» **Given passage**

>>>>

I fell in love with my first svasana*, corpse pose, back in 1998. My first child was about six months old and I wanted to try something new to get my bearings on my re-formed body.
I had illusions that my body would return to its pre-child state, that with yoga, I could ease myself back into a world of fitness and of edgy, corporate communications and public relations agility and the pre-baby woman I was. That I’d get my groove back.
I had no clue what I was in for. The person that yoga restored me to is so different from the person I thought I was.
When I was younger, much younger, I remember my mother coming home from her yoga “classes.” I use quotations because I’m not sure what the classes were like back then, in the 70s, and what she actually did. I recall vividly of her *lying on her back, just lying there! and saying, “this is yoga.”
As I’ve aged, but before I allowed yoga to know me (not me to know yoga) I remember thinking, “Bullshit. That’s called ‘lying on your back.’ ”
Another time she came back from her classes, her hair in a scarf and she in a buttoned-down shirt of my dad’s knotted at the waist and wearing beige velour pants. I encountered her again laid on her back as she lifted one leg up in the air. The raised leg was straight and the foot was parallel with the ceiling; the lower leg was flat on the floor. Her hands were by her sides. “This is another yoga move,” she said, as the sunlight through the window set the room softly aglow. She did seem calmer. I was about five or six.
As a child, I’m sure I was eager to learn more, to connect with her in a way that she clearly felt she could have both the advantage and teach me without it seeming like a “lesson” and also to also connect with me in a nonthreatening way in which we were both learning new things.
Mom could extrapolate information and then diffuse it in a completely unique way that, given the right circumstances and a goodly amount of general ignorance in her audience, she would reign omniscient. Yoga in the US was esoteric and weird back then, nothing like the mainstream, studio-on-every-corner, $6.9 billion industry (hey! where’s my share?! oh wait, that’s not yogic) world it inhabits now.
Little did I know, that some 25 years later, I’d begin my own journey on my mat, with my children equally entranced by this mysterious relationship between movement and silence. And I’d also learn that what she was doing, was yoga.
Recovery from trauma
So when I started, I was attuned to the fact that something had changed forever and that even though I knew it was impossible, I endeavored to regain some semblance of my physical being despite having given birth to an eight pound baby whose head measured 14cm. I won’t go into the discussion of childbirth as trauma / business in a hospital, but I will say this: it’s far from a nurturing environment. Pregnancy is one thing, being “prenatal” is something else entirely.

<<<<

» **Dataset**
>>>>

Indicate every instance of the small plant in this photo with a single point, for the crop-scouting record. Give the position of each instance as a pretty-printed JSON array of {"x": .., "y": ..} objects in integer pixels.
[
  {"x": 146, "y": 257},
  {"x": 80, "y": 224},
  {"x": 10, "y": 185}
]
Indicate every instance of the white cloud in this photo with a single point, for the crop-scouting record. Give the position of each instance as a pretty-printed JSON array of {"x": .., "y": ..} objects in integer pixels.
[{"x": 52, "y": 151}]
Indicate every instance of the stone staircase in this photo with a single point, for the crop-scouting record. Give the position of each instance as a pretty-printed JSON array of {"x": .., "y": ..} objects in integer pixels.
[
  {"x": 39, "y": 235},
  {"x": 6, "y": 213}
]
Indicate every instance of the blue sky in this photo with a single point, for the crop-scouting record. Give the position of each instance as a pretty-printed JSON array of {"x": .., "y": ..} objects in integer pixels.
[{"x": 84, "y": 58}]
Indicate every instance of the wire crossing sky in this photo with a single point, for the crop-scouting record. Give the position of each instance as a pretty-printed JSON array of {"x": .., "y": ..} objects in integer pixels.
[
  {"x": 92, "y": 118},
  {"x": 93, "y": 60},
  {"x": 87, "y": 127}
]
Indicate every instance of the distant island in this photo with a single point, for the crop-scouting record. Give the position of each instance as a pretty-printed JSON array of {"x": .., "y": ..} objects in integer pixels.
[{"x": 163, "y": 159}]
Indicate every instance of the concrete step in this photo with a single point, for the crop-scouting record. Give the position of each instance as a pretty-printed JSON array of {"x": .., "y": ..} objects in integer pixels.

<<<<

» **Tasks to complete**
A) In the essay on yoga, rewrite the part that opens with the words containing "Mom could extrapolate" and closes with "it inhabits now.", swapping "esoteric" for "obscure".
B) According to the essay on yoga, how old was the writer's first child when the writer took up yoga in 1998?

» **Responses in order**
A)
Mom could extrapolate information and then diffuse it in a completely unique way that, given the right circumstances and a goodly amount of general ignorance in her audience, she would reign omniscient. Yoga in the US was obscure and weird back then, nothing like the mainstream, studio-on-every-corner, $6.9 billion industry (hey! where’s my share?! oh wait, that’s not yogic) world it inhabits now.

B) About six months old.